■ **WHAT YOU SHOULD DO**
Transcribe the listing verbatim. Do not carry over any pictures.
----
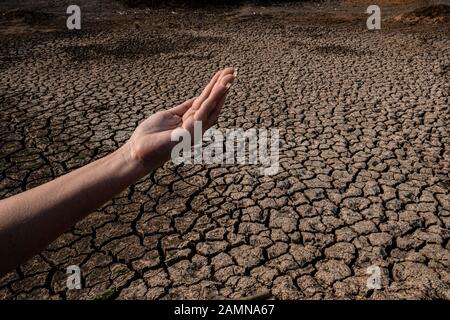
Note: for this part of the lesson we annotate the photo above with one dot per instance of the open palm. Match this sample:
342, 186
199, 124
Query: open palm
151, 141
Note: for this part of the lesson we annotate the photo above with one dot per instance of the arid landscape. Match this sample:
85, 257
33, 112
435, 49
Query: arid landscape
364, 122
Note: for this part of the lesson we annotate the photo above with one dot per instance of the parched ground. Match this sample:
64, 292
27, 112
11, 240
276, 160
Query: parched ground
364, 164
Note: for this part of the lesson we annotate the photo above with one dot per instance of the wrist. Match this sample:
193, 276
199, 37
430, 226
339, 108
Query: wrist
128, 162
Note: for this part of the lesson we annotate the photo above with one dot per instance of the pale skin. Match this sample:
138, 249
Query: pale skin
29, 221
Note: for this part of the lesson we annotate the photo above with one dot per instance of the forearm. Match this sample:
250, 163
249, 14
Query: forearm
31, 220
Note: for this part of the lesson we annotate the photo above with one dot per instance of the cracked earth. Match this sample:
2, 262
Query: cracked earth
364, 153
----
■ **WRITTEN SOLUTION**
Note: for this part of the lesson we annotate the photo above with one dot per instance of the open palm. Match this sample:
342, 186
199, 124
Query: open palm
151, 141
Note: for this part of the lesson we annotate the photo above with one dot per instance of the arid landscape. Match this sample:
85, 257
33, 112
435, 49
Query: arid landscape
364, 122
Note: for this part of the lesson we annotate the photo above with one dot per instance of the parched ground. Match this sample:
64, 292
27, 112
11, 240
276, 160
Query: parched ground
364, 164
Note: for this part of the lesson we annotate the photo above with one dot per instance of the wrist. Match this sample:
193, 276
199, 37
430, 226
339, 108
Query: wrist
128, 162
Note: for this part of the lesson we annotate the photo above with one dot per instance of the pale skin. Match this sample:
138, 249
Query: pale skin
29, 221
Note: for this part of the lesson we annotate the photo above with one dot per instance of the forearm. Match this sample:
250, 163
249, 14
Query: forearm
31, 220
Note: for this part of the lesson we annotate the photo above with one dot per instance of the cracked earth. Match this sample:
2, 262
Query: cracked earth
364, 153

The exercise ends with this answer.